### Material for this task
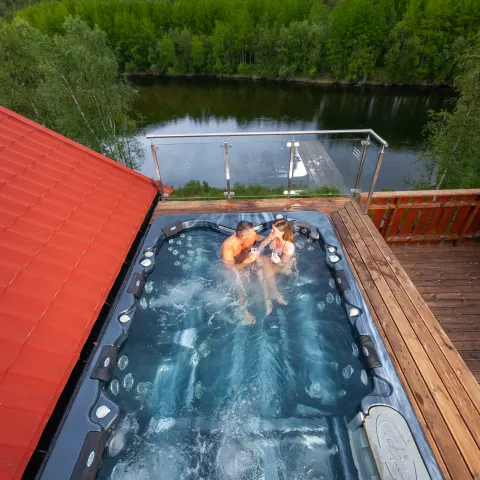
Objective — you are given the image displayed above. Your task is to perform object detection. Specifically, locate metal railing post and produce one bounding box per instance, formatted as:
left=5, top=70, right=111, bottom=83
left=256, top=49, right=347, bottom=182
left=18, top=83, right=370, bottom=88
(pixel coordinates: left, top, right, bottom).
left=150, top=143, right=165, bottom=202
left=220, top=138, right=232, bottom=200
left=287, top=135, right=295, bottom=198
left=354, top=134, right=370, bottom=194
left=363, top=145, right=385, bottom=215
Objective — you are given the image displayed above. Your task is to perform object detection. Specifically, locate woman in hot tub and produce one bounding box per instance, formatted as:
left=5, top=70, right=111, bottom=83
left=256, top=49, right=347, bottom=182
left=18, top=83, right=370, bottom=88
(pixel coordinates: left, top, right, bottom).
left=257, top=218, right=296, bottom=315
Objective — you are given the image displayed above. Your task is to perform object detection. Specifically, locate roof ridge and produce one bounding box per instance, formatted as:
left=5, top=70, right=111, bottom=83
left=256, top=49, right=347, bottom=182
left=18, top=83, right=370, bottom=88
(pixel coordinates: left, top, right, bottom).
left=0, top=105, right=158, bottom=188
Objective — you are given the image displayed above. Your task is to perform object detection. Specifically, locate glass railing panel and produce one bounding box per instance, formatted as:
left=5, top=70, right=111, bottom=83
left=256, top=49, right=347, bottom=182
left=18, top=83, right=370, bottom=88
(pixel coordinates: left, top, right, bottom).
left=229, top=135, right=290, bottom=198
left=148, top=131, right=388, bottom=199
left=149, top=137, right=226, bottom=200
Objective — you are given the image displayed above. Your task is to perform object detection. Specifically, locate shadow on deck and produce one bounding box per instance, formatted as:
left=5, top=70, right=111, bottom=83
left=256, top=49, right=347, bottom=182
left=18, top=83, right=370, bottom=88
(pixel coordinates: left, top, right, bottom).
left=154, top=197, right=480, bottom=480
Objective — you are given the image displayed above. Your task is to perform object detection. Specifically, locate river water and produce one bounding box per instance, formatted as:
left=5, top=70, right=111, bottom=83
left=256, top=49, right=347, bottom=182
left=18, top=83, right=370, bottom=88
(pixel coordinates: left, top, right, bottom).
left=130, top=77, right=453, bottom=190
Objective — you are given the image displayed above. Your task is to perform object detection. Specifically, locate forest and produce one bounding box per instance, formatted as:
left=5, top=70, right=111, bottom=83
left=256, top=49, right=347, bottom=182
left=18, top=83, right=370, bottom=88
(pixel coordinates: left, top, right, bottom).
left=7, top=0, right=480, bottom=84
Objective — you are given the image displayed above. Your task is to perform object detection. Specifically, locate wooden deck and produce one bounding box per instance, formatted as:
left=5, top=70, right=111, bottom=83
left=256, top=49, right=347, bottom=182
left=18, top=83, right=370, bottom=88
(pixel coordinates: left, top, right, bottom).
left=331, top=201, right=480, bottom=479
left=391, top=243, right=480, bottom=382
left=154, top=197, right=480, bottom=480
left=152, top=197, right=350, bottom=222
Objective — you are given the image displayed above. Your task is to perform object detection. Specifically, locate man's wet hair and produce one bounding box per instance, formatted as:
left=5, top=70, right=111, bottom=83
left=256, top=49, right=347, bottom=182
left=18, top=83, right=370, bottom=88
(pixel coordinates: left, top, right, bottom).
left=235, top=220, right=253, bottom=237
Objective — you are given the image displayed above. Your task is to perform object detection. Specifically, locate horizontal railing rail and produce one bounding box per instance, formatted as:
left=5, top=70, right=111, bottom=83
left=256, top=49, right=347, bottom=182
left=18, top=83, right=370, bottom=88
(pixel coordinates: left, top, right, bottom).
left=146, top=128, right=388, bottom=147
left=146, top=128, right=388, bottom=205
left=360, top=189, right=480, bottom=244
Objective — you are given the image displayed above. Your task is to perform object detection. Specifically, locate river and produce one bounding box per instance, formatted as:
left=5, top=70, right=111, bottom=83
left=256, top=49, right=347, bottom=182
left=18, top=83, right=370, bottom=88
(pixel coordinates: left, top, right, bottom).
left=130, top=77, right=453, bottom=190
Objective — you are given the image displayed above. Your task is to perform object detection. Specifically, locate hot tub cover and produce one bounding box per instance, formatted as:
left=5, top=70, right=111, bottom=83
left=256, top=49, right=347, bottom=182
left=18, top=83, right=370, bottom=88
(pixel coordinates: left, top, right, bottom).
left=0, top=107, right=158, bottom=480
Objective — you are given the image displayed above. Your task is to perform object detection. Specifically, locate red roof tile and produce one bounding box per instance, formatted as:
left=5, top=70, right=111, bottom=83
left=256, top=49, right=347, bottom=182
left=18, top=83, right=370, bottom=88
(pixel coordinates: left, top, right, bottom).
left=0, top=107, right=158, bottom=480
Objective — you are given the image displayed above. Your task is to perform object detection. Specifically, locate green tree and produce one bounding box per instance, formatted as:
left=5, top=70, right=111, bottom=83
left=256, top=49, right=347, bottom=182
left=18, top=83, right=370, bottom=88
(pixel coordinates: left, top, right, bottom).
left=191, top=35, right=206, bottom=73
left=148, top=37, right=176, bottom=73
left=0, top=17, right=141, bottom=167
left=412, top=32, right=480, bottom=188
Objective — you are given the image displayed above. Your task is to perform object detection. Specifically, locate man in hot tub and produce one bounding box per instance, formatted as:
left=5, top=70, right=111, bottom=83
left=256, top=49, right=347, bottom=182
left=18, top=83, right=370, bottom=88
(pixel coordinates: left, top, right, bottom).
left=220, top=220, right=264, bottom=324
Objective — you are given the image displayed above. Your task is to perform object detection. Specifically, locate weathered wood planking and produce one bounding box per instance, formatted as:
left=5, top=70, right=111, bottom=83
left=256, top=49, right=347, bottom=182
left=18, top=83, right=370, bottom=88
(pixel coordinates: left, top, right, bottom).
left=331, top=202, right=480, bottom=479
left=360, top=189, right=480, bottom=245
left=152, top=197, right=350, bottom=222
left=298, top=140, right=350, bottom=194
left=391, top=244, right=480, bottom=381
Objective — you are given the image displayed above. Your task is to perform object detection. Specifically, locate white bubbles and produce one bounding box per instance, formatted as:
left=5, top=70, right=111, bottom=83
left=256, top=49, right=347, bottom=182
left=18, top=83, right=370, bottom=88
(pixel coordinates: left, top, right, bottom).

### Work required
Update all of the data above by changing every "pixel coordinates" to "image coordinates" and leaving everything else as it is. Leave the pictures out of your answer.

### Answer
Objective — you are given the image displayed above. Your task is to perform object detection. Specifically, locate metal railing post and produce one bounding box per instance, formatted as:
left=5, top=70, right=111, bottom=83
left=256, top=49, right=347, bottom=182
left=18, top=83, right=370, bottom=88
(image coordinates: left, top, right, bottom).
left=150, top=143, right=165, bottom=202
left=220, top=138, right=232, bottom=200
left=287, top=135, right=295, bottom=198
left=354, top=134, right=370, bottom=194
left=363, top=145, right=385, bottom=215
Objective — you are given the image displayed above. Your task is to perform object detection. Specifically, locate woman in hot tub and produce one bounding box per instance, formatted as:
left=5, top=70, right=111, bottom=83
left=256, top=49, right=347, bottom=182
left=18, top=83, right=370, bottom=88
(image coordinates: left, top, right, bottom).
left=257, top=218, right=296, bottom=315
Objective — you are given the image displayed above. Your task is to perform object detection. Specifically, locate roof ridge and produce one bounding box per instance, formatted as:
left=5, top=70, right=111, bottom=83
left=256, top=49, right=347, bottom=182
left=18, top=83, right=370, bottom=88
(image coordinates: left, top, right, bottom).
left=0, top=105, right=158, bottom=188
Objective — you are given the image displayed above. Your task is to perform object detection. Specifically, locate glass railing panel and produce one bounding box per instance, formatted as:
left=5, top=70, right=111, bottom=83
left=256, top=49, right=347, bottom=182
left=18, top=83, right=370, bottom=88
(image coordinates: left, top, right, bottom).
left=229, top=135, right=290, bottom=198
left=148, top=131, right=388, bottom=199
left=149, top=137, right=226, bottom=200
Objective — you are given the image displayed above. Your task is to perform object detection. Specifically, locate shadow on deck and produce one bounding box per instance, formatted as:
left=5, top=70, right=111, bottom=83
left=256, top=49, right=347, bottom=182
left=18, top=83, right=370, bottom=88
(image coordinates: left, top, right, bottom).
left=154, top=197, right=480, bottom=480
Objective — you are given the image displayed above. Your task is to perform object detection. Specifically, locate river water and produce one bounding box per instance, formatted as:
left=5, top=70, right=111, bottom=83
left=256, top=49, right=347, bottom=182
left=18, top=83, right=370, bottom=88
(image coordinates: left, top, right, bottom).
left=130, top=77, right=453, bottom=190
Objective — you are given the image displayed above. Your task is to perform object detection. Specifically, locate forest and produce one bounding box per instance, formatted as:
left=5, top=70, right=111, bottom=83
left=256, top=49, right=347, bottom=182
left=18, top=83, right=370, bottom=88
(image coordinates: left, top, right, bottom).
left=7, top=0, right=480, bottom=84
Objective — you are given the image displayed above. Your task is to perform object detection. Specifically, locate wooden deck and produce one bounding box per instance, formatted as:
left=5, top=70, right=111, bottom=83
left=256, top=49, right=347, bottom=182
left=18, top=83, right=370, bottom=88
(image coordinates: left, top, right, bottom).
left=331, top=201, right=480, bottom=479
left=391, top=243, right=480, bottom=382
left=154, top=197, right=480, bottom=480
left=152, top=197, right=350, bottom=222
Objective — you are given the image displayed above. Your task is to perform object detection. Specifically, locate man's wet hair and produce one bounding box per instance, formatted as:
left=5, top=70, right=111, bottom=83
left=256, top=49, right=347, bottom=182
left=18, top=83, right=370, bottom=88
(image coordinates: left, top, right, bottom).
left=235, top=220, right=253, bottom=237
Objective — you are given the image displayed above. Your task is to perform object detection. Specifically, locate horizontal railing rail and produce one bounding box per instance, formatted as:
left=5, top=70, right=111, bottom=83
left=256, top=49, right=347, bottom=182
left=18, top=83, right=370, bottom=88
(image coordinates: left, top, right, bottom).
left=146, top=128, right=388, bottom=147
left=146, top=128, right=388, bottom=205
left=360, top=189, right=480, bottom=244
Objective — you are given the image displayed above. Your task is to perform object detection. Specifically, locate river and produce one bounding box per instance, formatted as:
left=5, top=70, right=111, bottom=83
left=256, top=49, right=347, bottom=182
left=18, top=83, right=370, bottom=88
(image coordinates: left, top, right, bottom).
left=130, top=77, right=453, bottom=190
Objective — you are given the image displayed above. Your task is to perform object detection. Specifically, locate hot tub cover and produce one bounding box per instance, formatted as:
left=5, top=70, right=111, bottom=83
left=256, top=49, right=347, bottom=182
left=18, top=83, right=370, bottom=88
(image coordinates: left, top, right, bottom).
left=0, top=107, right=158, bottom=480
Objective — you are given the image displayed above. Your task is to perform object detection. Specifically, locate red roof tile and produce one bounding box per instance, formatted as:
left=5, top=70, right=111, bottom=83
left=256, top=49, right=347, bottom=182
left=18, top=83, right=370, bottom=88
(image coordinates: left, top, right, bottom).
left=0, top=107, right=158, bottom=480
Objective — you are given the image displayed above. Your task is to perform object detection. Specifically, locate green tree and produce one bounding box per instance, formatted as:
left=5, top=70, right=111, bottom=83
left=256, top=49, right=347, bottom=182
left=18, top=83, right=370, bottom=88
(image coordinates: left, top, right, bottom).
left=191, top=35, right=206, bottom=73
left=148, top=37, right=176, bottom=73
left=0, top=17, right=141, bottom=167
left=412, top=32, right=480, bottom=188
Objective — you are given the image displayed above. Your task is to perform object detection. Specifically, locate man in hot tub and produce one bounding box per instance, formatted as:
left=5, top=70, right=111, bottom=83
left=256, top=49, right=347, bottom=182
left=18, top=83, right=370, bottom=88
(image coordinates: left, top, right, bottom).
left=220, top=220, right=264, bottom=324
Objective — you are given the image displayed above. Your task is to perform object detection. Specifically, locate weathered wood planking and produce one bounding box per instance, formatted as:
left=5, top=70, right=111, bottom=83
left=256, top=49, right=347, bottom=182
left=18, top=83, right=370, bottom=88
(image coordinates: left, top, right, bottom).
left=331, top=202, right=480, bottom=479
left=360, top=189, right=480, bottom=245
left=152, top=197, right=350, bottom=222
left=298, top=140, right=350, bottom=194
left=391, top=244, right=480, bottom=381
Objective — you are given the image displayed above. Your task is to perform object detection. Specifically, locate white bubbles and produce one bounding box per instance, formatted as:
left=5, top=70, right=111, bottom=83
left=256, top=49, right=347, bottom=182
left=18, top=83, right=370, bottom=88
(image coordinates: left, top, right, bottom).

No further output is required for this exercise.